▶ EXCERPT TO READ:
----

When they say that the war in our region is bad for tourism, they don’t mean the Intifada’s negative effect on India. And still, for over a year, there are some officials in the Prime Minister’s Office in New Delhi who are waiting for a phone call from Tel Aviv, waiting for travel author Dr. Ihab el-Sharif to say that he has completed the introduction to his book on India. Thus he will complete his work, more than two years after the Indian government supplied him with a private plane to travel the length and breadth of the country and to document his impressions for the Arabic reader.

The problem is that the good doctor is also a full-time diplomat, today serving as Egypt’s most senior representative in Israel. The eruption of the Intifada and his boss’ recall have burdened him with tasks that delay his writing introductory chapters to travel books.

“Since Mohammed Bassiouny left, I haven’t had a free minute,” Ihab el-Sharif complains. “I can’t just sit down and write. I need to be inspired and in the proper mood. Today I’m busy writing political reports.”

El-Sharif, 47, who has been here over two years, is energetic and thirsty to learn about Israeli society as well as matters he does not need for his diplomatic work. In a first interview to an Israeli newspaper, the head of the Egyptian delegation has words of appreciation for Ariel Sharon, reveals some of the details about working with Bassiouny and speaks openly of the hostility toward Egypt in the Israeli street.

He elegantly sidesteps sensitive questions such as that of Azzam Azzam and the acerbic language of the Egyptian press, but on the other hand also provides a look at Israel as it appears from the closed Egyptian compound on Basel Street in Tel Aviv.

The interview with Dr. el-Sharif is a rare display of openness for Egyptian diplomats, who usually speak in repetitive slogans. After years of getting the cold shoulder from Cairo, a senior Egyptian comes along and speaks to the Israeli street in its own language.

----

Stored data entries
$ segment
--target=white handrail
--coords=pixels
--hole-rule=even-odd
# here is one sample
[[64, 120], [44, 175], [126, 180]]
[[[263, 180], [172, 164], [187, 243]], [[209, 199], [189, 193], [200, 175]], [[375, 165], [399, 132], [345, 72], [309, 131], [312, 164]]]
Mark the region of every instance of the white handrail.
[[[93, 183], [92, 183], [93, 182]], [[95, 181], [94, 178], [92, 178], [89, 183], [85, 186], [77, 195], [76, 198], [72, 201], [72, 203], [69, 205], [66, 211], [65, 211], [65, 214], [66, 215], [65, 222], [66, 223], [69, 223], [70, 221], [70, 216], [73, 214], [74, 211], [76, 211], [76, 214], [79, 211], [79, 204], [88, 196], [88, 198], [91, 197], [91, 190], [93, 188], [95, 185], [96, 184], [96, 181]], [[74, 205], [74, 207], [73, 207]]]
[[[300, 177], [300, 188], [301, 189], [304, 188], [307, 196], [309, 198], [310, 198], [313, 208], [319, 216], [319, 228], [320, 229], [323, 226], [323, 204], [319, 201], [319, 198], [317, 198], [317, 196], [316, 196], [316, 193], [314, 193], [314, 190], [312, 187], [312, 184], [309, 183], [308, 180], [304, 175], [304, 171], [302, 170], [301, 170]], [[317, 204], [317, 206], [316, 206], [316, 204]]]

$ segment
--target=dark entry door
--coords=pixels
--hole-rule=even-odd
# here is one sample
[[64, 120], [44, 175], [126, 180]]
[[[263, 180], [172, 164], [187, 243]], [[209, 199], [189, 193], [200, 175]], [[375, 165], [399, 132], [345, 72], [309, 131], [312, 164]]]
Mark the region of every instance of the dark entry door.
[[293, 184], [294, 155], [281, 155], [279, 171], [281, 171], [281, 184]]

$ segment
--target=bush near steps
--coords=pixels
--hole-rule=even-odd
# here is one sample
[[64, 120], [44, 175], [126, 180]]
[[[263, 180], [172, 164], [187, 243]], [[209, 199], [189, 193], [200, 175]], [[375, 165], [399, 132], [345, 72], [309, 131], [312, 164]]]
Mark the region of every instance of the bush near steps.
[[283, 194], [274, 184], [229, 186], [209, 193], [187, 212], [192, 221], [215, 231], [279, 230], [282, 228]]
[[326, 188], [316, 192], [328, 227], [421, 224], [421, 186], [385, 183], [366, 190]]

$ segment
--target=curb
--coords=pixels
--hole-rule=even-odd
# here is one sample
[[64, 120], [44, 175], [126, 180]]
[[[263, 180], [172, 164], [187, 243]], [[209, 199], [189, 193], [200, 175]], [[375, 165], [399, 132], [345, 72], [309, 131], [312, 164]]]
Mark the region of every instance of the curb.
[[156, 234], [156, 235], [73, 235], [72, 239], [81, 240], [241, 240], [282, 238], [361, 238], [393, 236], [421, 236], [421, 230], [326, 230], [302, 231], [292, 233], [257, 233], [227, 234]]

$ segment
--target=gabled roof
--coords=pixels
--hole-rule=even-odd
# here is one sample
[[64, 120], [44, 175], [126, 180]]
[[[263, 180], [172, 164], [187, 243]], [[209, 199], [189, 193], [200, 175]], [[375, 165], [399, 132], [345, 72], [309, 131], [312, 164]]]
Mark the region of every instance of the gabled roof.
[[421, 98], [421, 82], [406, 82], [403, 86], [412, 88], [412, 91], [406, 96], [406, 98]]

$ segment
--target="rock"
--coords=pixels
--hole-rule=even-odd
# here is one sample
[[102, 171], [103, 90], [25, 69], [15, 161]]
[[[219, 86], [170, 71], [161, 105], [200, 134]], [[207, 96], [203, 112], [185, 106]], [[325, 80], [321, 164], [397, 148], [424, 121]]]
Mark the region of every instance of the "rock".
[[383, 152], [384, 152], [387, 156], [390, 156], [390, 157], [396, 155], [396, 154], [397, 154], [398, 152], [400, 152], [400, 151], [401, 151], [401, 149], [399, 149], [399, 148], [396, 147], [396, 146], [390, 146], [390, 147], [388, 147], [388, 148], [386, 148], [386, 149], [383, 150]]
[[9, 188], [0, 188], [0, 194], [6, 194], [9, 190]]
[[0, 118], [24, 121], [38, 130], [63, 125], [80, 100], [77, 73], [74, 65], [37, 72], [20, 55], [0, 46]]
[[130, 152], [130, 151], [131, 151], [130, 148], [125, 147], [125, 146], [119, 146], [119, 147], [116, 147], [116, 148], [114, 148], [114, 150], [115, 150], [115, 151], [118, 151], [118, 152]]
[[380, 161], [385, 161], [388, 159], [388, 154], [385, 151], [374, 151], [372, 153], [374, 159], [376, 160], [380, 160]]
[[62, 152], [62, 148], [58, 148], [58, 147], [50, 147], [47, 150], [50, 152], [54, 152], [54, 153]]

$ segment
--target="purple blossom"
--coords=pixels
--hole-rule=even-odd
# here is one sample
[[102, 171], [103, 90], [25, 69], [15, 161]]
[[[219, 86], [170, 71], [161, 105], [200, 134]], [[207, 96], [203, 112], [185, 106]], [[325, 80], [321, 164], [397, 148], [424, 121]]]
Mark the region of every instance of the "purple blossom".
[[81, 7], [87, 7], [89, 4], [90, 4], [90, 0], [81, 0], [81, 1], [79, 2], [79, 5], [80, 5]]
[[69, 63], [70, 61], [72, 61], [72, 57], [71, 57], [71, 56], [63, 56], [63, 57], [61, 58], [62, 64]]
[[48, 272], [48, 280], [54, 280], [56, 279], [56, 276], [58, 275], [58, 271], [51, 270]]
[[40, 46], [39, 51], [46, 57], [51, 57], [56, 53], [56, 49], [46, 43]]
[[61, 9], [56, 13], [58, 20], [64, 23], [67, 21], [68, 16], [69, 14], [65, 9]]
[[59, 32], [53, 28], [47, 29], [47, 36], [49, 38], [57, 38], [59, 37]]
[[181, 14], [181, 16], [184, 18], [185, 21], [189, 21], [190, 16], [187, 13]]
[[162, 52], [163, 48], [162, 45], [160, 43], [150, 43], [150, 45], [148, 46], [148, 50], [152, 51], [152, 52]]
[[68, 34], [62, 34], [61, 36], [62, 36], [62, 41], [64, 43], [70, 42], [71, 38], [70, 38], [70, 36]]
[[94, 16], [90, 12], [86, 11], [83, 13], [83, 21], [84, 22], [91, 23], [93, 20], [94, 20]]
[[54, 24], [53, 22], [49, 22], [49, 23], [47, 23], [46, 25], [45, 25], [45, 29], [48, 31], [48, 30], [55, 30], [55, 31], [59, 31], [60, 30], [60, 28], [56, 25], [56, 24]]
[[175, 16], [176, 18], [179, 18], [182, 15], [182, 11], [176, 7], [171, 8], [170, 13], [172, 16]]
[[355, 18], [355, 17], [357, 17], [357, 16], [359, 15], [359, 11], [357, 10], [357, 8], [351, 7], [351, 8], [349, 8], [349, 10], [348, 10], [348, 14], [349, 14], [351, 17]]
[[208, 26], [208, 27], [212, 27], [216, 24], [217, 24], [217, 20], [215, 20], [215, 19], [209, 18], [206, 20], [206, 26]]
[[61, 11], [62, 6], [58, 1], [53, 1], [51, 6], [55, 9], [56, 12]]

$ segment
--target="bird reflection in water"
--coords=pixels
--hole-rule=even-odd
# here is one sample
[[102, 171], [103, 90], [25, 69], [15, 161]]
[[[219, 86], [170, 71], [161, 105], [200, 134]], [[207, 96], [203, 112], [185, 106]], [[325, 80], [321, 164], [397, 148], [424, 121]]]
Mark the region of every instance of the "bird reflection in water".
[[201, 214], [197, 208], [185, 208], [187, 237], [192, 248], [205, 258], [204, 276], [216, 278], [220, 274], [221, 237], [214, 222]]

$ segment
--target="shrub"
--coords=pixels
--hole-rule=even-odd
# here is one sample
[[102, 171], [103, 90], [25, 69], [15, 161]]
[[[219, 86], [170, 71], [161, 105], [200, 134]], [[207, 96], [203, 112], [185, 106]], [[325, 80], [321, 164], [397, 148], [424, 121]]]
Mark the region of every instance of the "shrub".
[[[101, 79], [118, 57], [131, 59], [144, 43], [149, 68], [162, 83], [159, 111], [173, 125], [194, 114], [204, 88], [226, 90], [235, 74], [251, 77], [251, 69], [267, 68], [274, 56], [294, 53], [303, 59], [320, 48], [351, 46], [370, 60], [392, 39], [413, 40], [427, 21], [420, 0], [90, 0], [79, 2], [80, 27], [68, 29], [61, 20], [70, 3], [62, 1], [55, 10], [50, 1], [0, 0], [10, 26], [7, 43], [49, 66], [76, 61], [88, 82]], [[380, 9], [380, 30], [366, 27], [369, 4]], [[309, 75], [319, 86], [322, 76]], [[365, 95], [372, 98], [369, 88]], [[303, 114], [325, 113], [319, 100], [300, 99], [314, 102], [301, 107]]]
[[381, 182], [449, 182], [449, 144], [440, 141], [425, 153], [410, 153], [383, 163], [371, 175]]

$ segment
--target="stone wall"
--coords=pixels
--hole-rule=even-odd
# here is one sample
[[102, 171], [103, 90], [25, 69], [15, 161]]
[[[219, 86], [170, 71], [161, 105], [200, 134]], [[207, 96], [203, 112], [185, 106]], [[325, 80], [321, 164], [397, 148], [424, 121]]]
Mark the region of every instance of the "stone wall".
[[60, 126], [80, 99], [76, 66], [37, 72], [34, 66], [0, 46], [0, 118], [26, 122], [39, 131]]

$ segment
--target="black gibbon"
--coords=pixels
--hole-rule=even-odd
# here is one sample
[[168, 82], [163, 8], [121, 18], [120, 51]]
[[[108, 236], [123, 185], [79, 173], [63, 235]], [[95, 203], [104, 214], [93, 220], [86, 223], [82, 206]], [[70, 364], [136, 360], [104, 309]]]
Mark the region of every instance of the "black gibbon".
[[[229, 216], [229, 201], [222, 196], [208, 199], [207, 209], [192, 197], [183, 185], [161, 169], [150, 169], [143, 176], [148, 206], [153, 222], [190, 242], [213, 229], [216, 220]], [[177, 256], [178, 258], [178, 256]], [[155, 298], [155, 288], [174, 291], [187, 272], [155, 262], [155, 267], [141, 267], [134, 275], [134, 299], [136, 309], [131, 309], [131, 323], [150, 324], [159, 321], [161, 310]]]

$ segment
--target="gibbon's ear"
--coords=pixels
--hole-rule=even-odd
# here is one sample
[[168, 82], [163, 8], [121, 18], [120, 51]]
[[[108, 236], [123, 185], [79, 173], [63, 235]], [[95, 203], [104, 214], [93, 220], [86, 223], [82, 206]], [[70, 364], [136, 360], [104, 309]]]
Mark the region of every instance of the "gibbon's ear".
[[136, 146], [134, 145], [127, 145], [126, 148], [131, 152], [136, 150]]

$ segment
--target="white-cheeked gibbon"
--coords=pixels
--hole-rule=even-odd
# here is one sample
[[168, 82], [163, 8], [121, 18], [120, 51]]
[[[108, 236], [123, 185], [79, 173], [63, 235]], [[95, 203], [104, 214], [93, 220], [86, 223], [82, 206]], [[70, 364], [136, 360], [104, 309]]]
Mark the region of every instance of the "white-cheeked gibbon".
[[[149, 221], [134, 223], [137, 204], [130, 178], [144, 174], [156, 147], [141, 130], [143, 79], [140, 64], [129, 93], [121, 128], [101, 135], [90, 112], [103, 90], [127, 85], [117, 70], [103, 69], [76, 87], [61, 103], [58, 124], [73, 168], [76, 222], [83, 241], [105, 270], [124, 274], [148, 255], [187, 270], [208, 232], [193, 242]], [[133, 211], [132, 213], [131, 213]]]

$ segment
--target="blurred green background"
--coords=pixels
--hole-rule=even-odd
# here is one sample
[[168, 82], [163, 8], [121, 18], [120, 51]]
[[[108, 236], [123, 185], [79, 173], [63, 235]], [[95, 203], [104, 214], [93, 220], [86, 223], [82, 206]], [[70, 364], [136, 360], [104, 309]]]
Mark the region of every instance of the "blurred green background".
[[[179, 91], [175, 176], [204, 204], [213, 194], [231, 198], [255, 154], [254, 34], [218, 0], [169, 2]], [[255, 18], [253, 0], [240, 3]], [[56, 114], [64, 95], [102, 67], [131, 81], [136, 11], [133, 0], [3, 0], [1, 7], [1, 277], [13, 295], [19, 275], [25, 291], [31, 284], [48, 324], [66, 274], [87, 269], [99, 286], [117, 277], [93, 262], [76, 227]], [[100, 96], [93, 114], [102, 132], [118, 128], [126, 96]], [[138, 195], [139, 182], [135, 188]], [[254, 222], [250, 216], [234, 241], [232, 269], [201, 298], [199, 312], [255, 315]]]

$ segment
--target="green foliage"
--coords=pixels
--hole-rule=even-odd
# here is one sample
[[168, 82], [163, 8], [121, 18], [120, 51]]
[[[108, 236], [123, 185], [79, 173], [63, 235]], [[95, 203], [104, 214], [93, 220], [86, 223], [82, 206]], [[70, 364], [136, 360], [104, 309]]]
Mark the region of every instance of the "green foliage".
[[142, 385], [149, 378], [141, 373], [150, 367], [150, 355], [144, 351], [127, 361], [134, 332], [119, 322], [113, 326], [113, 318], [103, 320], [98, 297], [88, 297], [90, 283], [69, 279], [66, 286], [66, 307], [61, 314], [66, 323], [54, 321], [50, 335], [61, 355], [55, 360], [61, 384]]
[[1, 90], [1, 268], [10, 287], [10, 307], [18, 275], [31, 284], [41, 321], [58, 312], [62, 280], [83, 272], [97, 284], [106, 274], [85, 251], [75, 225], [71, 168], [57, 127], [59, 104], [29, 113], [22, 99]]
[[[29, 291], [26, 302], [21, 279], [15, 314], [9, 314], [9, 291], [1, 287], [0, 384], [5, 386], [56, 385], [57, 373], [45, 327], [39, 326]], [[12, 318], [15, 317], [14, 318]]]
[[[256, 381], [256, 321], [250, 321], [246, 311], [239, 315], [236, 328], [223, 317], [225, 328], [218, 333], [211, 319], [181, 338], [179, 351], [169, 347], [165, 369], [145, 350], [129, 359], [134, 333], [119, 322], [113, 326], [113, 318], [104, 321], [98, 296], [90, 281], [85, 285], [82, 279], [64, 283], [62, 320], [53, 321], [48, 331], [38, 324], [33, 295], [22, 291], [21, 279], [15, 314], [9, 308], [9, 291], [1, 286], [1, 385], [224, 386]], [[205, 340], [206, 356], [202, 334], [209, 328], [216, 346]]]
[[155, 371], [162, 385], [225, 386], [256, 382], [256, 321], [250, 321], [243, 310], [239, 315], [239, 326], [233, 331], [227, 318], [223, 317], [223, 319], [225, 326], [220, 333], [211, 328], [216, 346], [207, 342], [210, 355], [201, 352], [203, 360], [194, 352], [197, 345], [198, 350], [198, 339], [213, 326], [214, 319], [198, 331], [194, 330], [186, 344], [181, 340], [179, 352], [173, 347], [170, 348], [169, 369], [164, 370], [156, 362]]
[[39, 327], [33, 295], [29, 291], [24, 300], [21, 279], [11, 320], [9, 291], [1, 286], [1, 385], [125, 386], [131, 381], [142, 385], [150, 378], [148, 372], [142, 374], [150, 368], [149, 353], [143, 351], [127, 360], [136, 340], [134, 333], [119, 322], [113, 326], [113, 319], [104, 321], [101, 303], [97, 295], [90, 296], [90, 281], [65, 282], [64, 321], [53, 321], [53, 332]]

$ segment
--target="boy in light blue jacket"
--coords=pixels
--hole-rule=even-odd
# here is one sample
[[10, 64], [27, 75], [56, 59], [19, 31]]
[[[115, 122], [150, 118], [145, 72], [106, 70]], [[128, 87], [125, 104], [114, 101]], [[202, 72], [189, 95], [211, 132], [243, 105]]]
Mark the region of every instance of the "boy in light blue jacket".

----

▶ PROBLEM 1: List every line of the records that contains the word "blossom". Case counts.
▶ PROBLEM 2: Please continue the article about the Egyptian diplomat Ihab el-Sharif, starting right after its last sentence.

▶ FINAL RESULT 1:
--target="purple blossom"
Mark the region of every instance of the "purple blossom".

▶ FINAL RESULT 2:
His cooperation with the media can be explained mainly by his open personality, but also by the new strategy of his employers. After 18 years of chill winds from Bassiouny, Egypt apparently came to realize that it would be beneficial for the Egyptian administration if their senior delegate spoke directly to the people in Israel. Osama el-Baz epitomized this well. “There is a public opinion in Israel and we must open its eyes in several matters” he told the Arabic-language newspaper, Asharq al-Awsat, last week. El-Sharif is indeed full of statements and declarations, but no chance remark will escape his lips. He demands that if we quote him mentioning Syria and Israel, that Syria not be mentioned second, and if quoted using the sacred name “Mubarak,” that we not forget to preface it with the title “President.”

Question: What impressed you most about Israelis? “Israel has a reputation in Arab states of having great capabilities, but when you come here you see that a lot of it is for show. You speak a lot of your superiority as a condition for preserving your security.

That’s a big mistake. The Mossad and GSS make three-four elite operations a year to impress the world, but that doesn’t cover up for its mistakes. We are full of mistakes, you are full of mistakes. I find nothing to make me feel inferior to you. I’m not saying I’m better, but don’t give me the impression that you are better.”

Question: You thought we were superman before you came?

“I had a more perfect image of Israelis. Of people who did not have the privilege of making mistakes, so they invested more in perfection. After two years I must say that you are normal people, just like the Egyptians and Syrians. Along with that, I am very appreciative of the fact that your leaders do not stand on formality, like ties for examples. This says they are very practical people.”

Question: We say that a lack of prudence leads to negligence. That is what apparently what led to Israel’s biggest fiasco, that we were surprised in 1973.

“The same culture prevailed in 1967. I wonder if this is a Jewish legacy or American influence, I still don’t know.”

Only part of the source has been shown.